18 Eylül 2011

Fikir Taneciklerim #7 (masaüstüm mimi bonuslu)

- Erkekleri saç uzunluğundan, kızları da saç renginden üniversite kaçıncı sınıfta olduğunu anlayabilirim. Erkeğin saçlar eğer omuzuna geldiyse, bilin ki o 2. sınıfta. Toka takıp dolaşıyorsa 3. sınıfın başında. Saçını kestirdi “yaa abi çok dökülüyor saçlarım” diyorsa o 4. sınıftadır. Kısacık üçe vurulmuş bir saç görürseniz işte üniversiteyi bitirmiş bu adam. Kızın saçı kızılsa o kesinlikle 1. sınıftadır. Biraz daha zorlarsak 2. sınıftadır. Dipleri gelmiş ve artık boyamaktan sıkılma evresindeyse 3. sınıftadır. “Saçlarım çok yıpranıyor” diyip kendi saç rengine döndüyse veya dönmek için mahalle baskısını dindirmeye çalışıyorsa 4. sınıftadır. Ha kızın saçı yeşil ya da maviyse de o kız üniversiteyi kazanamamış, tekrardan hazırlanıyordur.

- Savaş ve Barış romanı bizim Türkleri etkilemiş olabilir mi sizce? Kitapta Nataşa diye bir karakter var. Bu Nataşa kızımız önce Andrey Bolkonsiy adındaki bir prensle işi pişiriyor. Sonra bakıyor bu ilişki gitmiyor, mutluluğu Anotol Kuragin'de buluyor. Bundan da sıkılıyor, bu sefer de Kuragin'in eniştesi Piyer Bezuhov ile yakınlaşıyor. Mutluluğu bu amcamızda arıyor. Şimdi bizim Türkler bu kitabı okuyup “vay Nataşa, ne dönek çıktın sen ya. Önüne gelenle yatıp kalktın. Biz bu Nataşayı biraz daha genelleyelim” diyip Rus kadınlarına mı layık gördüler?


- Gündeme geldikten, birçok kişice tanındıktan sonra insanlar her türlü işi yapabileceklerini sanıyorlar. Çoğu sanmaktan da öteye geçip istediğini yapıyor, buna üzülüyorum. En modası manken çakması şarkıcılar. Kız medyada manken olarak tanınmış, gidiyor bir de kaset çıkarıyor.(evet kaset) Doğa Rutkay babası sayesinde gündeme geliyor. Birkaç oyunda oynuyor, sunuculuk falan derken gidiyor bi gazeteye ben sizde yazı yazmak istiyorum diyor. Kabul ediliyor, çünkü tanınmış bir insan. Onu seven insan yazısını da sever zaten(!) Hilal Cebeci iki kıytırıktan şarkı yazıyor, onla bunla birlikte olduktan sonra ismi yayılıyor. Panpiş diye bir şey yaratıyor ve gündeme oturuyor. Sonra gidiyor ben sizin derginizde yazmak istiyorum diyor. Para akışı hiç durmuyor maşallah. Baktığımızda çoğu yazı o kadar kalitesiz ki insan iki cümleden öteye geçemiyor, okuyamıyor onları. İşte bu kadar basit bir dünyada yaşıyoruz biz.

_Görev listesi_
1. Fikir Taneciklerim yazısına göre saçı omzuna gelen bir erkek üniversitenin kaçıncı sınıfındadır?
2. Fikir Taneciklerim yazısını son cümlesinden sonra aynı üslupla sürdürün.
Aşağıdaki satırların Fikir Taneciklerim yazısıyla hiçbir ilgisi yoktur.

_Listelenen satırlar_
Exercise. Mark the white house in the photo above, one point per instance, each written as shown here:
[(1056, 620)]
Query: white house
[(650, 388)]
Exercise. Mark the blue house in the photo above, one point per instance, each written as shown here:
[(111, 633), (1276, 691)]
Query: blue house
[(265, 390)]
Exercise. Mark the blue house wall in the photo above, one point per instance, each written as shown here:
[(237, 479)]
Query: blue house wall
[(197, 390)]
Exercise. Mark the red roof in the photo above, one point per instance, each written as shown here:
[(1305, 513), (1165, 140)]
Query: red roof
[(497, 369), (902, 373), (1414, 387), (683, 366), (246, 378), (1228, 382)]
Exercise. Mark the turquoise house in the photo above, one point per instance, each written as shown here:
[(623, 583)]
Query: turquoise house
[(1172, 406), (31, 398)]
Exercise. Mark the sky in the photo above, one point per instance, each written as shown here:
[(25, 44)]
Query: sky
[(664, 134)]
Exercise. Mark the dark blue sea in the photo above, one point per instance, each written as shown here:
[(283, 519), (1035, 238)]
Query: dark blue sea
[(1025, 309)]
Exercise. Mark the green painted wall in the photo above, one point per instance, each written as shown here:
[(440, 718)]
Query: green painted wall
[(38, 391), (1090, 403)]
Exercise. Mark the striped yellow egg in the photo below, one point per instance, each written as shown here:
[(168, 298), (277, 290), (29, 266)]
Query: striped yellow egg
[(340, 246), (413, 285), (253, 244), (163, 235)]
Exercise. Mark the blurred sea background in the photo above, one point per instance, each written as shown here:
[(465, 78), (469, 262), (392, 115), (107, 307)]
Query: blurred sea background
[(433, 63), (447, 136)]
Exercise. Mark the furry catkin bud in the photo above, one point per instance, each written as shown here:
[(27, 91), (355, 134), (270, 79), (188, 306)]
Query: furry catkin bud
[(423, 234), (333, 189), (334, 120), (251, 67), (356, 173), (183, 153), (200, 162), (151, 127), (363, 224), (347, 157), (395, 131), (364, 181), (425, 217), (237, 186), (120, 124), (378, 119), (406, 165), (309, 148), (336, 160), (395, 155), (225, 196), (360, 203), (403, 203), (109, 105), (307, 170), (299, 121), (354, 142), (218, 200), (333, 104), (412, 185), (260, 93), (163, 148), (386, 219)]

_Yanıt olarak_
1. 2. sınıftadır.

2.
- Twitter bio bölümünde Facebook profilini paylaşan adam başarısız adamdır.

- Biz Türkler, çocuk yetiştirme konusunda çok başarısızız kabul edelim. Küçükken çocuğun her istediği alınıyor, şımartılıyor. Ondan sonra çocuk rezil ediyor seni toplumda. Sesi kısılana kadar “istiyoruummmmmm onu istiyorummmmmmm” diye bağırıyor, yolculuklarda rahat vermiyor, ağlayarak her şeyi elde edebileceğini sanıyor. Ediyor da aslında. Çünkü o yaşına kadar o şekilde yetiştirilmiş. Peki benim suçum ne şimdi? Yolculuklarda kadın çocuğu kucağına oturtuyor, çocuk yolda gördüğü ineği istiyor. “İneekkkk istiyorummmm” diye çocuk ağlar mı ya? E kadıncağız nası ineği versin sana, tabi “olmaz” diyor üzülerek. Çocuk başlıyor ağlamaya. Bütün yol boyunca ağlayacak, herkesi rahatsız edecek. Düzgün yetiştirsene lan şu çocuğunu ev hanımı! Korkulu rüyamsınız siz ikiniz. Koltuğum rahatsız olabilir, güneş oturduğum yere düşmüş olabilir, ama o otobüste çocuk olmasın yeter ki, razıyım.

- Mesleğimi sorarsanız kendimi öğrenci olarak görmüyorum artık. Aşk doktoru oldum çıktım. Hala ilişkini bilmiyorsam hemen ulaş bana. Belirtmem gerekir ki öyle kolay bir iş de değil bu. Sırf kendimi anlatan kişinin sorunlarına verebilmek için aşk yaşamıyorum ben!! Fedakarlık ne boyutta anla.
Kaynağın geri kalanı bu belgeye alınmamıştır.